Excerpts from a dataset

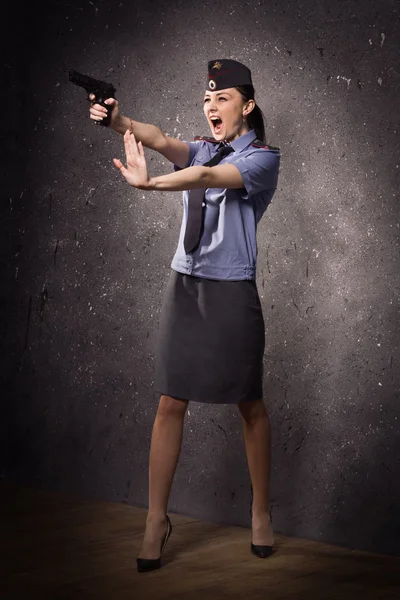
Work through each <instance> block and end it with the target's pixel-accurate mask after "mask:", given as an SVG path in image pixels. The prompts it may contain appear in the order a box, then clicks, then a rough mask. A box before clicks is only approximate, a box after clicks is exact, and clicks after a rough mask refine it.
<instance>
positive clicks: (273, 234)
mask: <svg viewBox="0 0 400 600" xmlns="http://www.w3.org/2000/svg"><path fill="white" fill-rule="evenodd" d="M399 10H400V9H399V3H398V2H396V1H395V0H388V1H386V2H383V3H381V2H375V1H372V0H366V1H365V2H362V3H361V2H356V1H354V0H353V1H351V0H349V1H346V2H344V1H342V2H341V1H338V0H333V1H332V2H328V1H327V0H325V1H319V2H311V1H304V2H297V1H294V0H289V1H282V0H273V1H260V2H255V1H249V2H246V3H245V2H241V1H237V0H233V1H232V2H229V3H228V2H217V1H214V2H210V1H209V0H205V1H203V2H201V3H197V6H193V5H192V3H189V2H185V1H184V0H180V1H175V0H172V1H169V2H164V3H163V2H159V1H158V2H154V1H149V0H138V1H136V2H132V3H126V2H120V3H114V2H112V1H111V0H103V1H101V0H94V2H80V1H79V0H75V1H74V2H68V3H67V2H58V3H48V4H42V5H41V6H40V7H37V6H30V7H26V8H25V11H24V12H23V13H20V12H19V11H20V6H18V7H17V10H16V11H15V12H14V14H12V15H11V16H10V18H9V21H8V23H7V25H6V27H7V31H8V33H9V40H10V44H9V46H8V55H7V56H8V58H7V61H6V77H5V80H6V86H7V87H6V89H7V100H8V104H7V109H6V113H5V114H6V118H5V120H4V121H5V122H4V139H5V140H6V143H5V148H6V151H5V152H4V157H3V166H5V169H6V171H7V177H6V178H5V181H4V185H3V192H4V195H3V201H2V230H1V251H2V274H1V310H2V317H3V318H2V325H1V327H2V329H1V333H2V341H3V358H2V367H3V368H2V390H3V392H4V393H3V394H2V395H3V400H2V405H3V411H2V414H3V417H2V419H1V440H2V445H3V447H2V448H1V452H0V457H1V458H0V461H1V473H2V476H3V477H5V478H10V479H15V480H19V481H22V482H26V483H33V484H36V485H41V486H46V487H50V488H56V489H60V490H66V491H74V492H80V493H83V494H85V495H87V496H95V497H99V498H105V499H111V500H116V501H126V502H129V503H132V504H138V505H145V503H146V499H147V459H148V449H149V440H150V434H151V427H152V423H153V418H154V415H155V411H156V407H157V398H156V396H155V393H154V391H153V367H154V347H155V338H156V333H157V322H158V318H159V310H160V303H161V298H162V294H163V290H164V288H165V284H166V281H167V279H168V275H169V265H170V261H171V258H172V255H173V253H174V250H175V245H176V242H177V237H178V231H179V226H180V218H181V195H180V194H179V193H163V194H162V193H156V192H150V193H148V192H147V193H146V192H141V191H138V190H134V189H132V188H130V187H129V186H127V184H126V183H125V182H124V181H122V180H121V177H120V175H119V173H118V172H117V171H116V169H115V168H114V167H113V165H112V158H113V157H114V156H117V157H123V144H122V138H120V137H119V136H117V135H116V134H114V133H113V132H112V131H109V130H105V129H104V128H101V127H96V126H95V125H94V124H93V123H92V122H91V121H89V119H88V103H87V102H86V100H85V93H84V91H83V90H79V89H78V88H75V87H74V86H72V85H71V84H70V83H68V81H67V70H68V69H69V68H74V69H76V70H78V71H81V72H83V73H87V74H89V75H92V76H94V77H99V78H101V79H105V80H106V81H111V82H113V83H114V85H115V86H116V87H117V94H116V96H117V98H118V99H119V101H120V103H121V109H122V112H123V113H124V114H126V115H129V116H133V117H135V118H136V119H137V120H140V121H144V122H150V123H155V124H156V125H159V126H160V127H161V128H162V129H163V130H164V131H166V132H167V133H168V134H170V135H172V136H177V137H179V138H181V139H185V140H190V139H192V138H193V136H194V135H198V134H208V130H207V124H206V121H205V118H204V116H203V114H202V94H203V92H204V87H205V75H206V64H207V61H208V60H210V59H213V58H223V57H230V58H235V59H237V60H241V61H243V62H244V63H246V64H247V65H248V66H249V67H250V68H251V69H252V73H253V79H254V83H255V86H256V90H257V99H258V102H259V104H260V106H261V108H262V109H263V111H264V113H265V115H266V117H267V122H268V136H267V137H268V140H269V141H270V142H271V143H272V144H273V145H279V146H280V147H281V149H282V169H281V175H280V181H279V189H278V190H277V193H276V195H275V197H274V200H273V202H272V204H271V206H270V207H269V209H268V211H267V214H266V215H265V216H264V218H263V220H262V222H261V225H260V228H259V235H258V240H259V263H258V279H257V281H258V285H259V291H260V295H261V298H262V305H263V310H264V315H265V323H266V352H265V403H266V405H267V406H268V409H269V412H270V416H271V421H272V427H273V477H272V511H273V521H274V526H275V529H276V531H280V532H283V533H287V534H292V535H295V536H304V537H306V538H312V539H317V540H327V541H330V542H334V543H338V544H343V545H346V546H351V547H356V548H364V549H372V550H377V551H380V552H388V553H397V554H398V553H399V552H400V535H399V533H400V531H399V530H400V517H399V511H398V506H399V502H400V483H399V477H398V474H399V468H400V458H399V450H400V442H399V424H400V411H399V400H400V379H399V343H398V339H399V275H398V274H399V267H400V265H399V262H400V261H399V204H398V202H399V197H398V189H399V118H398V117H399V111H398V108H399V91H398V90H399V86H400V77H399V37H398V31H399ZM17 13H18V14H17ZM17 17H18V18H17ZM21 32H22V33H21ZM147 157H148V160H149V165H150V170H151V173H161V172H167V171H169V170H170V168H171V167H170V165H169V164H168V163H167V162H166V161H165V160H163V159H162V158H161V157H159V156H157V155H156V154H155V153H152V152H151V151H147ZM241 435H242V434H241V423H240V420H239V417H238V413H237V410H236V407H234V406H233V407H232V406H222V407H221V406H219V407H215V406H210V405H201V404H195V403H193V404H192V405H190V408H189V413H188V416H187V421H186V429H185V438H184V445H183V451H182V455H181V460H180V464H179V468H178V471H177V474H176V479H175V483H174V487H173V492H172V496H171V505H170V508H171V509H172V510H173V511H174V510H175V511H179V512H183V513H186V514H190V515H193V516H196V517H200V518H206V519H212V520H216V521H221V522H222V521H228V522H231V523H237V524H243V525H249V524H250V519H249V503H250V486H249V478H248V473H247V467H246V460H245V454H244V445H243V442H242V437H241Z"/></svg>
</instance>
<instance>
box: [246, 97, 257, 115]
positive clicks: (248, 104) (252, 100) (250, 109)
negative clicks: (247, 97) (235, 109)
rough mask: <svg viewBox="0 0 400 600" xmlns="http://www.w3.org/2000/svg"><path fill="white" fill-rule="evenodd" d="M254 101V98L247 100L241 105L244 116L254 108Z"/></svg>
mask: <svg viewBox="0 0 400 600" xmlns="http://www.w3.org/2000/svg"><path fill="white" fill-rule="evenodd" d="M255 105H256V103H255V101H254V100H248V101H247V102H246V104H245V105H244V107H243V116H244V117H246V116H247V115H249V114H250V113H251V111H252V110H253V109H254V107H255Z"/></svg>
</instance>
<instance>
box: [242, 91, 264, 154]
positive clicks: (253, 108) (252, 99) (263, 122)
mask: <svg viewBox="0 0 400 600" xmlns="http://www.w3.org/2000/svg"><path fill="white" fill-rule="evenodd" d="M236 89H237V90H238V91H239V92H240V93H241V94H242V97H243V99H244V100H245V101H246V102H247V100H254V95H255V92H254V87H253V86H252V85H239V86H238V87H237V88H236ZM247 123H248V125H249V127H250V129H254V131H255V132H256V135H257V139H258V140H260V141H261V142H264V144H265V125H264V115H263V112H262V110H261V108H260V107H259V106H258V104H256V105H255V107H254V108H253V110H252V111H251V113H249V114H248V115H247Z"/></svg>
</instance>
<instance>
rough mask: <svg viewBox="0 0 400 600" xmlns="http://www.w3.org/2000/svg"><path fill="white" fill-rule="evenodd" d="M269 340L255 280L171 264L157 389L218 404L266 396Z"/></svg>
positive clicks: (170, 393) (158, 360)
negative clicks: (188, 272)
mask: <svg viewBox="0 0 400 600" xmlns="http://www.w3.org/2000/svg"><path fill="white" fill-rule="evenodd" d="M264 344H265V336H264V319H263V315H262V309H261V304H260V299H259V296H258V291H257V286H256V283H255V281H253V280H244V281H215V280H211V279H204V278H199V277H193V276H192V275H183V274H182V273H177V272H176V271H174V270H172V272H171V275H170V279H169V282H168V285H167V289H166V292H165V296H164V300H163V304H162V309H161V317H160V326H159V333H158V343H157V353H156V372H155V390H156V391H157V392H158V393H159V394H166V395H168V396H172V397H174V398H179V399H182V400H192V401H195V402H207V403H214V404H236V403H238V402H243V401H247V400H257V399H261V398H262V379H263V355H264Z"/></svg>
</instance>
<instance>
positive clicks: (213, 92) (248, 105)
mask: <svg viewBox="0 0 400 600" xmlns="http://www.w3.org/2000/svg"><path fill="white" fill-rule="evenodd" d="M253 108H254V100H248V101H247V102H246V101H245V100H244V99H243V96H242V94H241V93H240V92H239V90H237V89H236V88H226V89H225V90H220V91H217V92H210V91H209V90H207V91H206V93H205V95H204V114H205V115H206V118H207V120H208V124H209V126H210V129H211V132H212V135H213V137H214V138H215V139H216V140H227V141H232V140H234V139H235V138H237V137H239V136H241V135H243V134H244V133H246V132H247V131H249V127H248V125H247V123H246V115H247V114H249V113H250V112H251V111H252V110H253Z"/></svg>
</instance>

• [Problem statement] Return word for word the lines above from the line with "box: [246, 97, 257, 115]" to the line with "negative clicks: (247, 97) (235, 109)", including both and leaving out all others.

• [Task answer]
box: [246, 97, 257, 115]
positive clicks: (248, 104) (252, 100) (250, 109)
negative clicks: (247, 97) (235, 109)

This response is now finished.